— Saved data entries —

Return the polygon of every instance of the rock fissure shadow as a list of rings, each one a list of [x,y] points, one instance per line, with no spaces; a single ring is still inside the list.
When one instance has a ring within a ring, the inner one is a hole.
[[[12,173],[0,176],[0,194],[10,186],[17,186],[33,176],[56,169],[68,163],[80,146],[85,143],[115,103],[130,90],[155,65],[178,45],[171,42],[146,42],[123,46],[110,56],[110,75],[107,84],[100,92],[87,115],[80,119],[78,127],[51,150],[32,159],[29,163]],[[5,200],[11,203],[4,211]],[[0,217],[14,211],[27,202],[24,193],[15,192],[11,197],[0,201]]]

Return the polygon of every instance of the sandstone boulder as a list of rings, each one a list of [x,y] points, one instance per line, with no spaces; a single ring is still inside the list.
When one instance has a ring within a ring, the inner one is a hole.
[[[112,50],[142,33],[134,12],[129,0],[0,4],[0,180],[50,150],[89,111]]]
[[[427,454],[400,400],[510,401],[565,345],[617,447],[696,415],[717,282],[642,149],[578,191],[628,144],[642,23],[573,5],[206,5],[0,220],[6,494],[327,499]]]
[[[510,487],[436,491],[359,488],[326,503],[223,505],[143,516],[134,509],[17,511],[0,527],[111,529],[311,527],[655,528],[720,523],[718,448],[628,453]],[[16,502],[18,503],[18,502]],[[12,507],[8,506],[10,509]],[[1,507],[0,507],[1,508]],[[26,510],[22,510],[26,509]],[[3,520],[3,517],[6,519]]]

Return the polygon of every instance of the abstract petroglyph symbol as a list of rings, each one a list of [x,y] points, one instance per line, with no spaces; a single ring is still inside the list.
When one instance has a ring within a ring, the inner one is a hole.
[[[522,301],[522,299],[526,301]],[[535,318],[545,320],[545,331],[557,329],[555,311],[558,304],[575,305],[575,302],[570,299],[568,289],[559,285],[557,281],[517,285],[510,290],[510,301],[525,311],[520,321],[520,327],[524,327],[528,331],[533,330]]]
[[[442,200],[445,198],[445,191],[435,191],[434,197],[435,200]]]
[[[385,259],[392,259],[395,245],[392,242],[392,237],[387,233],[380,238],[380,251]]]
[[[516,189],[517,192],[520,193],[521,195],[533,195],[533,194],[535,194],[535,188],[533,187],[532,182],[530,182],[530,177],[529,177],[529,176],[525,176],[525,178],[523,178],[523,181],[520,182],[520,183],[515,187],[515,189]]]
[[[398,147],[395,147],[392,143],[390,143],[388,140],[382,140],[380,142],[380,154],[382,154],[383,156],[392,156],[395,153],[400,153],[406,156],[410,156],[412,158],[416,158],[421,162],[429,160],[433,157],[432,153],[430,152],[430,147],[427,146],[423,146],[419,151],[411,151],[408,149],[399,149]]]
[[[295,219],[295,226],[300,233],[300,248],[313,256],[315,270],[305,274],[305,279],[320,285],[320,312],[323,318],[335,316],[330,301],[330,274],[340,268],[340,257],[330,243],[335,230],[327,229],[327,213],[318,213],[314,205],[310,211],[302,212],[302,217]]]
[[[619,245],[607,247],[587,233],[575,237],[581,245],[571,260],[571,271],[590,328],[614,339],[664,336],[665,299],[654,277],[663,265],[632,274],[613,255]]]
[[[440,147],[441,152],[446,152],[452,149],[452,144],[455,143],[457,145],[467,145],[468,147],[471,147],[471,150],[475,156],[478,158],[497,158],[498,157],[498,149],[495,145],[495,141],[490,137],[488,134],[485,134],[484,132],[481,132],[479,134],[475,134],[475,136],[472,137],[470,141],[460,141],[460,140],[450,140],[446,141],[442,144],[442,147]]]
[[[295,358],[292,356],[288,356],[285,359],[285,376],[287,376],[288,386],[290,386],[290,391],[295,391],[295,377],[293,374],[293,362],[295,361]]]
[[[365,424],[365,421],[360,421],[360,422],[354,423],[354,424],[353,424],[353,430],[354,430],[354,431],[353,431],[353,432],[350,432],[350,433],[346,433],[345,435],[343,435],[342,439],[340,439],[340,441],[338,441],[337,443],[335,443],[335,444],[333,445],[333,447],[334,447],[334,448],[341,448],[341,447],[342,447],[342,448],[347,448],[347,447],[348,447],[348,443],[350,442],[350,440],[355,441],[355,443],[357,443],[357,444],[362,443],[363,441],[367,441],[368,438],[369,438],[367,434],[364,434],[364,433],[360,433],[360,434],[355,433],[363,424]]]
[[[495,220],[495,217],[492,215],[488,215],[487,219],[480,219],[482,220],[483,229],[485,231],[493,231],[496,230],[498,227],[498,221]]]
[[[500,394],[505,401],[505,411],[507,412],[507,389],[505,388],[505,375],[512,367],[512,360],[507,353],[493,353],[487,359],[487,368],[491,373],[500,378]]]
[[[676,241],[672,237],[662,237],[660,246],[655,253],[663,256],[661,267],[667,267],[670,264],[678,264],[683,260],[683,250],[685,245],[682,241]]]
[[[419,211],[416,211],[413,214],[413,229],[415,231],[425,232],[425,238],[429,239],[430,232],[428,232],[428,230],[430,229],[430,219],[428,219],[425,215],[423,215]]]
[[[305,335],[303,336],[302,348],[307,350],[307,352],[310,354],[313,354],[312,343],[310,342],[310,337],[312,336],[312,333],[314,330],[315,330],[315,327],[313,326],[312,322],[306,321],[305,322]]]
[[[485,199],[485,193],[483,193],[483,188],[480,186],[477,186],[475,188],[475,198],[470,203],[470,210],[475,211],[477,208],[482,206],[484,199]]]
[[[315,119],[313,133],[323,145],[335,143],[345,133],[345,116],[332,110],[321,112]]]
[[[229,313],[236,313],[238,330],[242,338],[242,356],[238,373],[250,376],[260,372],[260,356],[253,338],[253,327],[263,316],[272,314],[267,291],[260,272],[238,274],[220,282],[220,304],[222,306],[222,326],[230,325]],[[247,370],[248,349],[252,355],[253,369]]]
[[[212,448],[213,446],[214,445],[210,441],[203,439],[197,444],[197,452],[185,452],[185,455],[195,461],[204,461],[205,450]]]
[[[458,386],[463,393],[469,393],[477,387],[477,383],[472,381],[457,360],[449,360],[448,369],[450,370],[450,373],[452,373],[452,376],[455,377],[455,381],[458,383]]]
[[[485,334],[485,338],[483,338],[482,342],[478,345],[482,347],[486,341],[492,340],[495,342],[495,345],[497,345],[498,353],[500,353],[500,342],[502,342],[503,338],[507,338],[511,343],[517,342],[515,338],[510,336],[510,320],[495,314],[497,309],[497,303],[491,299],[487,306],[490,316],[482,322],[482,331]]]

— PROBLEM —
Would you count the lines in the entries that hold "rings" and reply with only the count?

— OUTPUT —
3